Written request →
Transcribe all of the records precisely as they are presented.
-*-
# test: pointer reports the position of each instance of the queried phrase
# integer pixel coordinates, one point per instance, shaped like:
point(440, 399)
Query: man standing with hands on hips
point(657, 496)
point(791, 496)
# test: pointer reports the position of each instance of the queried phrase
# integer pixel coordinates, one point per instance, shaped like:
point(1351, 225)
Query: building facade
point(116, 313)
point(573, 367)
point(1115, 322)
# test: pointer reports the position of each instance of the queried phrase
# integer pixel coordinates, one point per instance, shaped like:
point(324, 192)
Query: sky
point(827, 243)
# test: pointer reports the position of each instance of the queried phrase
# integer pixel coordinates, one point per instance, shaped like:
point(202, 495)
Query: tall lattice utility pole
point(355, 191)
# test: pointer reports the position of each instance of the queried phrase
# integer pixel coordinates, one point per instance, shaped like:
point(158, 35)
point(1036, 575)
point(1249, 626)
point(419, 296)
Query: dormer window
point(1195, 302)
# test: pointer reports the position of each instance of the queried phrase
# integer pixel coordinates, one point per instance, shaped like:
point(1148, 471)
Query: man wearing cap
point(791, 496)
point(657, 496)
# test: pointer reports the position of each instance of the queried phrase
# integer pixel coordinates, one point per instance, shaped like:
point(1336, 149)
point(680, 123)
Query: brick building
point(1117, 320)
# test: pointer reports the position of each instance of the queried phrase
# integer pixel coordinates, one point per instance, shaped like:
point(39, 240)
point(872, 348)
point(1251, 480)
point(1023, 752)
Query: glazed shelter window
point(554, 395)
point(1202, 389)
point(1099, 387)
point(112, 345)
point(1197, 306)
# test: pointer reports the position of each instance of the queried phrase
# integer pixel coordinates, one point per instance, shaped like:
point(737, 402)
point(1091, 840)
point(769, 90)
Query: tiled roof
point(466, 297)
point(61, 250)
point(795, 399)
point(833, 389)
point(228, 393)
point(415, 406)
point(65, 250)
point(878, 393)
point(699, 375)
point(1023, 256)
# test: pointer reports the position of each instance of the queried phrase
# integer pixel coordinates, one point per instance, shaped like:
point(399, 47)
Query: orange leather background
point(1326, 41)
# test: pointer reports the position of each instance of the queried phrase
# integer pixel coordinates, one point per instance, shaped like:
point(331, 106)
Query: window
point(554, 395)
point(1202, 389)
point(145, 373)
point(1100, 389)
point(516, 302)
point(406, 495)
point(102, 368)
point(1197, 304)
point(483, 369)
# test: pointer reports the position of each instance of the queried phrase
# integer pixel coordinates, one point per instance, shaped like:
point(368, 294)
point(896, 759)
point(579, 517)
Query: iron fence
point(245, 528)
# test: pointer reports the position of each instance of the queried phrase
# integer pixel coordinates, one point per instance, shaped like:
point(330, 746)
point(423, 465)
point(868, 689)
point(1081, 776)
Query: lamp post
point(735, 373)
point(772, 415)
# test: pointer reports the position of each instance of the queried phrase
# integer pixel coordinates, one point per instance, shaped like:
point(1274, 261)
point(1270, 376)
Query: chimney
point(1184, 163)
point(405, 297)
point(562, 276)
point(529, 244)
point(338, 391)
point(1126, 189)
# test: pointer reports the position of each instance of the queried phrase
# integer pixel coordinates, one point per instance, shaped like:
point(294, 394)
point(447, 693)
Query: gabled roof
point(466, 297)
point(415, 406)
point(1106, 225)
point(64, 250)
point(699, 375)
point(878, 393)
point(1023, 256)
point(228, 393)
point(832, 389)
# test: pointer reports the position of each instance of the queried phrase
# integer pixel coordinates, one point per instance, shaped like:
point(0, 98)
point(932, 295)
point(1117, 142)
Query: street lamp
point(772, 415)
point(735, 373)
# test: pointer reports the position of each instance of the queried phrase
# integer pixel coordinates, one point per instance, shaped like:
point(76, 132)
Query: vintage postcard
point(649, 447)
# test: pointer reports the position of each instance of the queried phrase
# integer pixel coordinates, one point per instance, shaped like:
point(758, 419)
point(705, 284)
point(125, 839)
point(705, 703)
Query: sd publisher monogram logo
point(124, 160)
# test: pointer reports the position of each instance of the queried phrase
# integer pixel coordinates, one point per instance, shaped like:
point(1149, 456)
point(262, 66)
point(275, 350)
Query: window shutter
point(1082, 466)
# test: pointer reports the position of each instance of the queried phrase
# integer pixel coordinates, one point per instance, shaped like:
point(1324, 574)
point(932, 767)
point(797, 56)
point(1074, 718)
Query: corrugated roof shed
-*-
Task output →
# test: pointer reports the position of each instance of the queried phrase
# integer pixel coordinates, one point per instance, shaped like:
point(440, 399)
Query: man standing with hands on hips
point(657, 496)
point(791, 496)
# test: pointer reports the position of each instance of the queried phrase
# integer pixel coordinates, one point per instance, shaped like:
point(1351, 225)
Query: building facade
point(116, 313)
point(573, 367)
point(1115, 322)
# test: pointer reports the position of each instance of the queried phrase
# integer pixel coordinates, one point per instance, shaped like:
point(324, 192)
Query: sky
point(827, 243)
# test: pointer reports the position of each instance of the queried phrase
# integer pixel coordinates, one point per instance, shaped like:
point(202, 495)
Query: tall lattice utility pole
point(355, 191)
# test: pointer reports the position of each instance of the queried phrase
# integer pixel coordinates, one point per instance, shaped like:
point(158, 35)
point(1036, 575)
point(1249, 626)
point(419, 296)
Query: dormer window
point(1195, 302)
# test: pointer reports the position of each instance of the queried phrase
# integer pixel coordinates, one point per instance, shaped like:
point(1148, 471)
Query: man wearing cap
point(791, 496)
point(657, 496)
# test: pointer reports the position of each instance of the queried phrase
# integer pixel coordinates, one point per instance, shaped like:
point(1336, 149)
point(680, 123)
Query: brick building
point(1117, 320)
# test: pointer reports the position of each instance of the queried phrase
# integer pixel coordinates, one point per instance, shaped like:
point(39, 240)
point(872, 348)
point(1251, 480)
point(1023, 752)
Query: glazed shelter window
point(554, 395)
point(1202, 389)
point(1099, 387)
point(112, 345)
point(1197, 306)
# test: pointer reports the position of each instance of the queried phrase
# integer pixel coordinates, one point per instance, shaped like:
point(737, 402)
point(1091, 840)
point(769, 90)
Query: tiled roof
point(466, 297)
point(61, 250)
point(795, 399)
point(833, 389)
point(228, 393)
point(415, 406)
point(65, 250)
point(878, 393)
point(699, 375)
point(1023, 256)
# test: pointer reports the position of each instance of the queried phrase
# integer pixel coordinates, one point per instance, shaped like:
point(399, 47)
Query: orange leather background
point(1326, 41)
# test: pointer reports the position of each instance of the queried phrase
# integer pixel coordinates, one point per instance, shaped like:
point(331, 106)
Query: window
point(554, 395)
point(1202, 389)
point(145, 373)
point(1100, 389)
point(516, 302)
point(406, 495)
point(102, 368)
point(1197, 304)
point(483, 369)
# test: pointer reports the position of each instance of the queried phrase
# integer pixel coordinates, one point per instance, shaped like:
point(368, 294)
point(896, 759)
point(579, 517)
Query: iron fence
point(245, 528)
# test: pointer reports the position of each instance of the queried phrase
# integer pixel coordinates, one point per instance, shaped like:
point(330, 746)
point(423, 465)
point(868, 689)
point(1081, 776)
Query: lamp post
point(735, 373)
point(772, 415)
# test: pointer reports the position of each instance of the queried phrase
# integer pixel coordinates, one point per instance, shaped like:
point(1274, 261)
point(1270, 376)
Query: chimney
point(1184, 163)
point(405, 297)
point(562, 276)
point(529, 244)
point(338, 391)
point(1126, 189)
# test: pointer reports the position of each instance of the queried phrase
# integer pixel coordinates, one point per instance, shaped like:
point(294, 394)
point(447, 693)
Query: gabled roof
point(466, 297)
point(415, 406)
point(1106, 225)
point(64, 250)
point(699, 375)
point(878, 393)
point(1023, 256)
point(228, 393)
point(832, 389)
# test: pointer reports the position of each instance of the queried phrase
# integer pixel coordinates, one point per instance, shaped like:
point(0, 98)
point(932, 295)
point(1117, 142)
Query: street lamp
point(772, 415)
point(735, 373)
# test: pointer reports the position of each instance of the queried phrase
# integer pixel coordinates, one point per instance, shaped like:
point(76, 132)
Query: vintage postcard
point(649, 447)
# test: pointer reports the position of each instance of the queried phrase
# integer pixel coordinates, one point per instance, shaped like:
point(758, 419)
point(705, 284)
point(125, 839)
point(705, 703)
Query: sd publisher monogram logo
point(124, 160)
# test: pointer reports the position of each instance of the queried phrase
# integer pixel coordinates, one point per instance, shaped like:
point(1149, 456)
point(262, 66)
point(275, 350)
Query: window shutter
point(1082, 466)
# test: pointer reports the position of each instance of the queried phrase
# integer pixel coordinates, one point per instance, shaped like:
point(1324, 574)
point(932, 767)
point(797, 56)
point(1074, 718)
Query: corrugated roof shed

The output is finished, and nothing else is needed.